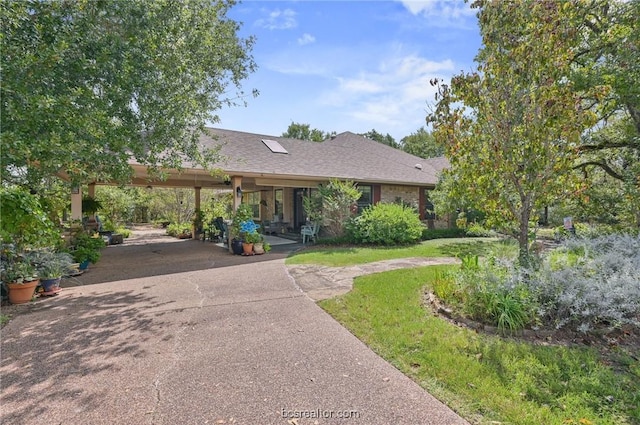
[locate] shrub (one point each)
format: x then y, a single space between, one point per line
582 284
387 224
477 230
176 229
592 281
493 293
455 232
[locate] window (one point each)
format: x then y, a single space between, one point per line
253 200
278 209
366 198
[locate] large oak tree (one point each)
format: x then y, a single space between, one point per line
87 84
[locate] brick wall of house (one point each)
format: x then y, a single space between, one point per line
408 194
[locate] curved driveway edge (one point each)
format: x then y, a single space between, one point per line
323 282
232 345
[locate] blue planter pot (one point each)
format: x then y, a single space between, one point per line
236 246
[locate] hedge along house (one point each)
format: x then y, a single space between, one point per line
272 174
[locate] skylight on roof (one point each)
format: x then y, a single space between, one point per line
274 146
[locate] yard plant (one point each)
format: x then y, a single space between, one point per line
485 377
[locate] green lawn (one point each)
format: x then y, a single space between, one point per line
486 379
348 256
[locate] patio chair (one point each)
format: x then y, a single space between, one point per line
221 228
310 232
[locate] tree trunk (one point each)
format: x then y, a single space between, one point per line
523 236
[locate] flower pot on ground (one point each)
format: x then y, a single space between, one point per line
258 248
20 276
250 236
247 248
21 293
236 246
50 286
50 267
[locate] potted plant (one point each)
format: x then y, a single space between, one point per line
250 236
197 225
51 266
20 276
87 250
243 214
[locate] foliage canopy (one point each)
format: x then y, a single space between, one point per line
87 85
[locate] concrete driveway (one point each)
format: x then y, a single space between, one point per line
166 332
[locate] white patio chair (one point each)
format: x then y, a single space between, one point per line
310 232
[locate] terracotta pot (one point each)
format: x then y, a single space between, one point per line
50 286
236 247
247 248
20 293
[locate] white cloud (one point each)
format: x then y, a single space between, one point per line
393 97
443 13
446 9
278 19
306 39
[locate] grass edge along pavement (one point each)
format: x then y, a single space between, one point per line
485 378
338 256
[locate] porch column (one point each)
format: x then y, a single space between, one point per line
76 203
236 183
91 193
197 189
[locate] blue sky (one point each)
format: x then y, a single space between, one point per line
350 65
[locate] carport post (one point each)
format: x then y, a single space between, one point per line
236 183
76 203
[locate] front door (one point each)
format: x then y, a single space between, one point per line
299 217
--
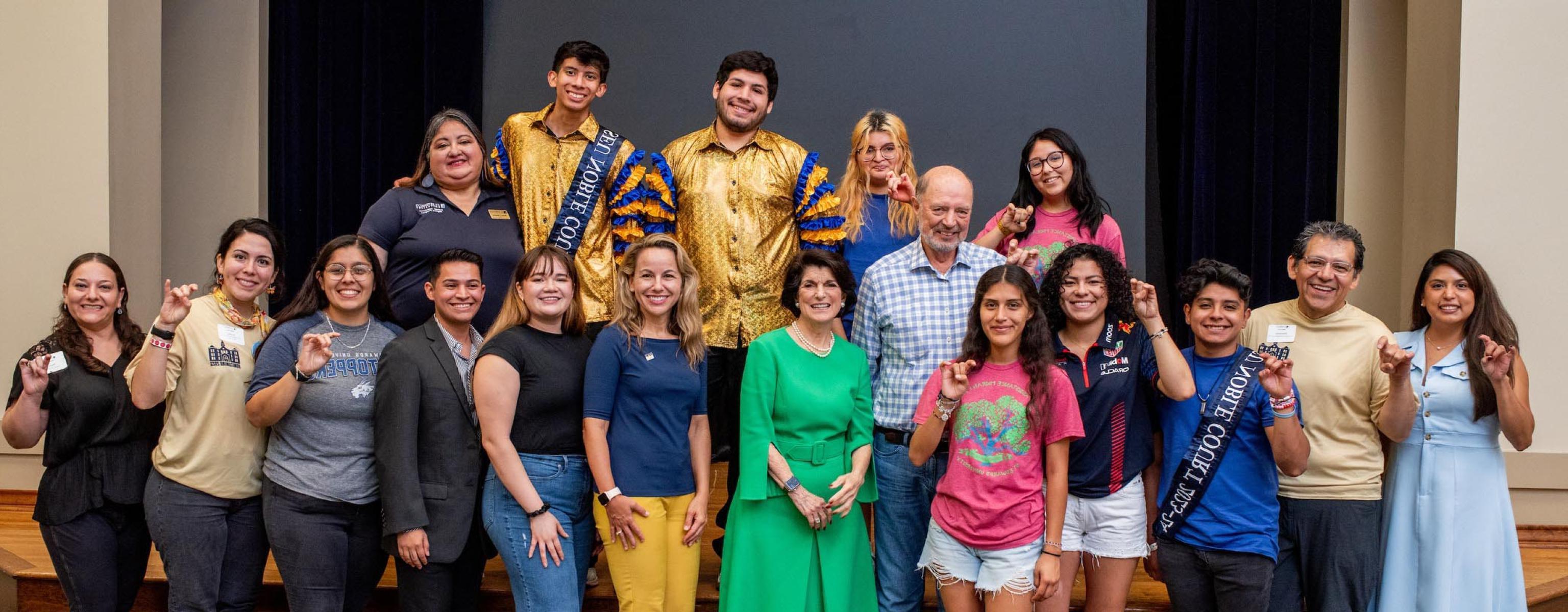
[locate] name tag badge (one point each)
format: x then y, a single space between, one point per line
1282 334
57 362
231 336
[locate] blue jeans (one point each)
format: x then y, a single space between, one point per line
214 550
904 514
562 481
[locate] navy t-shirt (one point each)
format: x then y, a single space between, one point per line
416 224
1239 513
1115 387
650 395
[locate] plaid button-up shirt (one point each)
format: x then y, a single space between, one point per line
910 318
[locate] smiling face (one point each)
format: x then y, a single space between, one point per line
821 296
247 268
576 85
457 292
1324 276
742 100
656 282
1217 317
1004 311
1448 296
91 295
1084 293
--
Challenge » Please report every row above that contains the word "chair", copying each such row in full. Case counts.

The response »
[locate] patio chair (one point each)
[locate] white patio chair (one point each)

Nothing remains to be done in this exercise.